- _Pointing dataset records_:

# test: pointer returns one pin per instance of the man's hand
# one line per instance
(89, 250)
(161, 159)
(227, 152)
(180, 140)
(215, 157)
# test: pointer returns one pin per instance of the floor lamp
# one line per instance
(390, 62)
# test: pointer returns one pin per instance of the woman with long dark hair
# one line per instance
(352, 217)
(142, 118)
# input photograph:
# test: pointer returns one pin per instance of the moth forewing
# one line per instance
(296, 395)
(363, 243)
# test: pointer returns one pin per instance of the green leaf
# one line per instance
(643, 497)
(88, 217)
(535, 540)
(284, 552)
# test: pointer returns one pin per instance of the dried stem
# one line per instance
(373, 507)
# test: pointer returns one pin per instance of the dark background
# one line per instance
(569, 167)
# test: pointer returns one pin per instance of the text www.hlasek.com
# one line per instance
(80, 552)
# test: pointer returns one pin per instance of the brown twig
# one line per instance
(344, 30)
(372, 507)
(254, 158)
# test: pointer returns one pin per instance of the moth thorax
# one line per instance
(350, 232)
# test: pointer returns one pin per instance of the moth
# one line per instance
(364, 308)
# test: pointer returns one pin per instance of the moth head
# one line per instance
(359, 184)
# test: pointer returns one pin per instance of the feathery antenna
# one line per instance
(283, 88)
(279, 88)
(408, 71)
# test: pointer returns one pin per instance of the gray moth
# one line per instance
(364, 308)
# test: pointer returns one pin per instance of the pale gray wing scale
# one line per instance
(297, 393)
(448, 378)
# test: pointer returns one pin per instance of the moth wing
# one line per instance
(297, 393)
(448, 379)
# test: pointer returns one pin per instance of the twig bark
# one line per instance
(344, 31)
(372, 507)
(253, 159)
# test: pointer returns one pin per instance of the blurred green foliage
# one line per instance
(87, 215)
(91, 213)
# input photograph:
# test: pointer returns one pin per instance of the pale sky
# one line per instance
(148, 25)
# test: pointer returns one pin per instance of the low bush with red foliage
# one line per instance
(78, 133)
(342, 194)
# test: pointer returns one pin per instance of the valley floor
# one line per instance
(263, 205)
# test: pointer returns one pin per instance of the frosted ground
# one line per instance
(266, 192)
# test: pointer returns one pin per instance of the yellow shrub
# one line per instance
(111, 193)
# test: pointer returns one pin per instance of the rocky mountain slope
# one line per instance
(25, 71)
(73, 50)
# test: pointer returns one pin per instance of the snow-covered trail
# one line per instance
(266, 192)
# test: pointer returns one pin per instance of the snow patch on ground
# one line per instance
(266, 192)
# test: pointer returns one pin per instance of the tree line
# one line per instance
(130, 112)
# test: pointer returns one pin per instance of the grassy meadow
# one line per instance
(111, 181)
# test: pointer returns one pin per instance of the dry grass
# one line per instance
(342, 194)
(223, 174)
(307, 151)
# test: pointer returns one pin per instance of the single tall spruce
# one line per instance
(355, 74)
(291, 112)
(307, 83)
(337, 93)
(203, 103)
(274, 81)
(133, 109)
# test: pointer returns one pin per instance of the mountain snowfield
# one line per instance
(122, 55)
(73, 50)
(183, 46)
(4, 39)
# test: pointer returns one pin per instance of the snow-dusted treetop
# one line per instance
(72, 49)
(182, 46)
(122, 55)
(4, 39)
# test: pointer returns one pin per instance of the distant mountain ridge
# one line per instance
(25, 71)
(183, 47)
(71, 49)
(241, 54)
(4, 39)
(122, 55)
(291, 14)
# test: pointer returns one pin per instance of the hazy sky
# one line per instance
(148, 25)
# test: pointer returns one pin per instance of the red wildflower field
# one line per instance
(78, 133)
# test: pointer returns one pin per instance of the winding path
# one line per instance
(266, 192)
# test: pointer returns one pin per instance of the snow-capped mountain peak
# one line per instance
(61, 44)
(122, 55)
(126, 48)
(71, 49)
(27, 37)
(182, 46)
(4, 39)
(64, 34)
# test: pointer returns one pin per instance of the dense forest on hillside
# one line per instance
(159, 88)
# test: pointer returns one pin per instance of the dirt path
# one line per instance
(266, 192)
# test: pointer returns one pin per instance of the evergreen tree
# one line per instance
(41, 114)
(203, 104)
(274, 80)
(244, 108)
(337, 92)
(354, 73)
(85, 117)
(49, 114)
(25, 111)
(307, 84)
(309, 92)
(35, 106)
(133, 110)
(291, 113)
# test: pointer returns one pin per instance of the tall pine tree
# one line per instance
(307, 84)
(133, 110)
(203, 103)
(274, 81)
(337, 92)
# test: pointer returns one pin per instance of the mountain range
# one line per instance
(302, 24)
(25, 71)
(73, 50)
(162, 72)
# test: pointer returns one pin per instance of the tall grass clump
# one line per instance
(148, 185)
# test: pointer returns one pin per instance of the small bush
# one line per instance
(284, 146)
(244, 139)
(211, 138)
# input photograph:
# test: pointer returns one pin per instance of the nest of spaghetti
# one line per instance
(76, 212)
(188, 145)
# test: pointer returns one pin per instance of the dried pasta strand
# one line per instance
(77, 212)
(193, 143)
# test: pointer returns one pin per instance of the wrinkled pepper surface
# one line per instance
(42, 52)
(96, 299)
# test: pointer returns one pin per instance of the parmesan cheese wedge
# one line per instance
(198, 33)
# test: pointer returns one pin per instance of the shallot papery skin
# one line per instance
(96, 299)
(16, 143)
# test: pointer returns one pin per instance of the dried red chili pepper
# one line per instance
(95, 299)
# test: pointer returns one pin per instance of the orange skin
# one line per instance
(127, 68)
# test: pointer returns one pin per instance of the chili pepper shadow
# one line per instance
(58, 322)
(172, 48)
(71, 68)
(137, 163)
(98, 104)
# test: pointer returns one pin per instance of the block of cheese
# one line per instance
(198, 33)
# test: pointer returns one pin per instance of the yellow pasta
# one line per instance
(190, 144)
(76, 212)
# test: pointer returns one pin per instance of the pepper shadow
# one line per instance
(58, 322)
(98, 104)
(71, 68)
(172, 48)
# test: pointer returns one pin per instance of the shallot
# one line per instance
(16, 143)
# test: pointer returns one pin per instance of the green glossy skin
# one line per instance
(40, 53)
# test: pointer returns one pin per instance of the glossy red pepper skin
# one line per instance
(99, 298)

- _TASK TO CARRY OUT_: Transcribe every entry exactly, omitting nothing.

- _ANSWER TO THIS TASK_:
# test: pointer returns one pin per instance of the man's hand
# one line per instance
(89, 250)
(161, 159)
(227, 152)
(180, 140)
(215, 157)
# test: pointer returns one pin per instance of the floor lamp
# one line per instance
(390, 62)
# test: pointer returns one pin per instance of the woman with long dark hair
# one line per instance
(352, 217)
(142, 118)
# input photograph:
# test: pointer returns one pin per instance of the moth forewing
# one line per instance
(296, 395)
(363, 243)
# test: pointer returns one pin per instance of the green leaf
# one line per instance
(643, 497)
(88, 217)
(535, 540)
(284, 552)
# test: pointer returns one pin per instance of the dried stem
# one line per instance
(373, 507)
# test: pointer returns one pin per instance of the dark background
# one line per instance
(569, 167)
# test: pointer returns one pin per instance of the text www.hlasek.com
# one line per instance
(80, 552)
# test: pointer returns one pin per instance of the brown twig
# one line per instance
(344, 30)
(372, 507)
(254, 158)
# test: pointer returns one pin per instance of the moth thorax
# one line per instance
(350, 232)
# test: pointer returns one pin per instance of the moth
# one line per instance
(364, 308)
# test: pointer returns one pin per instance of the moth head
# one line per instance
(359, 184)
# test: pointer returns one pin per instance of the feathery antenna
# one line per instance
(283, 88)
(279, 88)
(408, 71)
# test: pointer returns one pin per instance of the gray moth
# one line per instance
(364, 308)
# test: pointer returns one pin per instance of the pale gray wing scale
# one line per instance
(297, 393)
(448, 378)
# test: pointer returns one pin per instance of the moth wing
# one line per instance
(297, 393)
(448, 379)
# test: pointer returns one pin per instance of the twig bark
# one line per instance
(344, 31)
(372, 507)
(253, 159)
# test: pointer returns one pin per instance of the blurred green foliage
# one line per instance
(87, 215)
(91, 213)
# input photograph:
# test: pointer returns one pin per instance of the pale sky
# one line per instance
(148, 25)
# test: pointer returns one pin per instance of the low bush with red foliage
# one line per instance
(78, 133)
(342, 194)
# test: pointer returns one pin per instance of the valley floor
# one line per instance
(263, 205)
# test: pointer returns one pin per instance of the frosted ground
# one line per instance
(266, 192)
# test: pointer returns one pin per instance of the yellow shrub
# one line per instance
(111, 193)
# test: pointer returns one pin per instance of the rocky mountain slope
# one line per instance
(25, 71)
(73, 50)
# test: pointer returns one pin per instance of the snow-covered trail
# one line per instance
(266, 192)
# test: pointer returns one pin per instance of the snow patch on ground
# one line per instance
(266, 192)
# test: pointer returns one pin per instance of the tree line
# one line per instance
(130, 112)
# test: pointer returns one pin per instance of the grassy meadow
# one line per instance
(111, 181)
# test: pointer returns one pin per instance of the dry grass
# one line per instance
(342, 194)
(223, 174)
(307, 151)
# test: pointer returns one pin per instance of the single tall spruce
# one line per instance
(355, 74)
(291, 112)
(307, 83)
(337, 93)
(203, 103)
(274, 81)
(133, 109)
# test: pointer returns one pin per instance of the mountain snowfield
# one line per instance
(122, 55)
(73, 50)
(183, 46)
(4, 39)
# test: pointer returns one pin per instance of the snow-dusted treetop
# one line per instance
(72, 49)
(182, 46)
(122, 55)
(4, 39)
# test: pointer returns one pin per instance of the distant mountain ridge
# one line per instance
(25, 71)
(183, 47)
(71, 49)
(241, 54)
(4, 39)
(122, 55)
(291, 14)
# test: pointer returns one pin per instance of the hazy sky
# one line per instance
(148, 25)
# test: pointer returns one pin per instance of the red wildflower field
# one line per instance
(78, 133)
# test: pointer returns one pin per instance of the winding path
# one line per instance
(266, 192)
# test: pointer returns one pin per instance of the snow-capped mountain peak
# one line per instance
(61, 44)
(122, 55)
(126, 48)
(71, 49)
(27, 37)
(182, 46)
(4, 39)
(64, 34)
# test: pointer returns one pin per instance of the dense forest on hillside
# one line per instance
(159, 88)
# test: pointer returns one pin per instance of the dirt path
# one line per instance
(266, 192)
# test: pointer returns one pin per instance of the evergreen tree
# one line per instance
(41, 114)
(203, 104)
(274, 80)
(244, 108)
(337, 92)
(354, 73)
(85, 117)
(49, 114)
(25, 111)
(307, 84)
(309, 92)
(35, 106)
(133, 110)
(291, 113)
# test: pointer returns one pin per instance of the tall pine tree
# one line per instance
(307, 84)
(133, 110)
(203, 103)
(274, 81)
(337, 92)
# test: pointer returns one pin per instance of the mountain range
# one line per instance
(302, 24)
(25, 71)
(73, 50)
(162, 72)
# test: pointer returns one pin per instance of the tall grass clump
# one line per instance
(148, 185)
# test: pointer returns one pin per instance of the small bush
# one line per instance
(284, 146)
(244, 139)
(211, 138)
# input photograph:
# test: pointer returns one pin per instance of the nest of spaghetti
# one line per instance
(76, 212)
(188, 145)
# test: pointer returns one pin per instance of the dried pasta strand
# one line per instance
(77, 212)
(193, 143)
# test: pointer returns one pin per instance of the wrinkled pepper surface
# one line per instance
(42, 52)
(96, 299)
# test: pointer returns one pin per instance of the parmesan cheese wedge
# one line per instance
(198, 33)
# test: pointer returns one pin per instance of the shallot papery skin
# one line per instance
(96, 299)
(16, 143)
# test: pointer returns one pin per instance of the dried red chili pepper
# one line per instance
(95, 299)
# test: pointer returns one pin per instance of the orange skin
# one line per instance
(127, 68)
# test: pointer returns one pin per instance of the chili pepper shadow
# one line per instance
(58, 322)
(172, 48)
(71, 68)
(137, 163)
(98, 104)
# test: pointer returns one pin per instance of the block of cheese
# one line per instance
(198, 33)
# test: pointer returns one pin per instance of the yellow pasta
# one line per instance
(190, 144)
(76, 212)
# test: pointer returns one pin per instance of the pepper shadow
# one line per instance
(58, 322)
(98, 104)
(71, 68)
(172, 48)
# test: pointer returns one pin per instance of the shallot
# one line per instance
(16, 143)
# test: pointer returns one pin per instance of the green glossy skin
# one line per instance
(40, 53)
# test: pointer returns one pin per instance of the glossy red pepper skin
# one line per instance
(99, 298)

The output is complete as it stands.